::: Stored data :::

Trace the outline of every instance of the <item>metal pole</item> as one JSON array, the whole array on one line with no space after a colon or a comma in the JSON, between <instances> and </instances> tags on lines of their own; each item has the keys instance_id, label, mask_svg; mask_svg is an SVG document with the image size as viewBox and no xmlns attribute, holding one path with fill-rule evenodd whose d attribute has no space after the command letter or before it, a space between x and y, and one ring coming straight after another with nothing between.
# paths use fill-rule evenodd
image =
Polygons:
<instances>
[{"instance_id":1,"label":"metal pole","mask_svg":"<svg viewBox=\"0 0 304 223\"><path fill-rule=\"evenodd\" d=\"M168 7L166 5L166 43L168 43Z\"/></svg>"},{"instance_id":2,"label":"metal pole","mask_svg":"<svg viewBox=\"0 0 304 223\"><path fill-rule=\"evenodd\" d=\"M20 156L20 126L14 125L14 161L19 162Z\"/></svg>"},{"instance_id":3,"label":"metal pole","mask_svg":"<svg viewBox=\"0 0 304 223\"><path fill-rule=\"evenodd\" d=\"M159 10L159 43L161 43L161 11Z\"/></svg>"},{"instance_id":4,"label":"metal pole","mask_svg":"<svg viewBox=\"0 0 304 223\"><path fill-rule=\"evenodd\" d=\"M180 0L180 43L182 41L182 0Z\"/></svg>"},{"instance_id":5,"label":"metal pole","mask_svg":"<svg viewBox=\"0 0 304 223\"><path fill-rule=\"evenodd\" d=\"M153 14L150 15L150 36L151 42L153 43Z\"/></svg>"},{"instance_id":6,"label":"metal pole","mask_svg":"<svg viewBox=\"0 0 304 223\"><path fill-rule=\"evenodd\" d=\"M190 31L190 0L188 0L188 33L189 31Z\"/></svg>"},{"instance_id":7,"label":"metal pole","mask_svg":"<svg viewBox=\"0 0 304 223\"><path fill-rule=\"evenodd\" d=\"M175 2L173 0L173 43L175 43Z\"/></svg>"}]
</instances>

:::

Exercise task: Set out the complete listing exactly as shown.

Task solution:
Trace the outline of every instance of the <item>metal pole</item> as one JSON array, the whole array on one line with no space after a colon or a comma in the JSON, between <instances> and </instances> tags on lines of their own; each item has the keys instance_id, label, mask_svg; mask_svg is an SVG document with the image size as viewBox and no xmlns attribute, holding one path with fill-rule evenodd whose d attribute has no space after the command letter or before it, a space between x and y, and one ring coming straight after another with nothing between.
# paths use fill-rule evenodd
image =
Polygons:
<instances>
[{"instance_id":1,"label":"metal pole","mask_svg":"<svg viewBox=\"0 0 304 223\"><path fill-rule=\"evenodd\" d=\"M168 7L166 5L166 43L168 43Z\"/></svg>"},{"instance_id":2,"label":"metal pole","mask_svg":"<svg viewBox=\"0 0 304 223\"><path fill-rule=\"evenodd\" d=\"M20 156L20 126L14 125L14 161L19 162Z\"/></svg>"},{"instance_id":3,"label":"metal pole","mask_svg":"<svg viewBox=\"0 0 304 223\"><path fill-rule=\"evenodd\" d=\"M159 10L159 43L161 43L161 11Z\"/></svg>"},{"instance_id":4,"label":"metal pole","mask_svg":"<svg viewBox=\"0 0 304 223\"><path fill-rule=\"evenodd\" d=\"M180 0L180 43L182 41L182 0Z\"/></svg>"},{"instance_id":5,"label":"metal pole","mask_svg":"<svg viewBox=\"0 0 304 223\"><path fill-rule=\"evenodd\" d=\"M153 14L150 15L150 36L151 42L153 43Z\"/></svg>"},{"instance_id":6,"label":"metal pole","mask_svg":"<svg viewBox=\"0 0 304 223\"><path fill-rule=\"evenodd\" d=\"M190 31L190 0L188 0L188 33L189 31Z\"/></svg>"},{"instance_id":7,"label":"metal pole","mask_svg":"<svg viewBox=\"0 0 304 223\"><path fill-rule=\"evenodd\" d=\"M175 2L173 0L173 43L175 43Z\"/></svg>"}]
</instances>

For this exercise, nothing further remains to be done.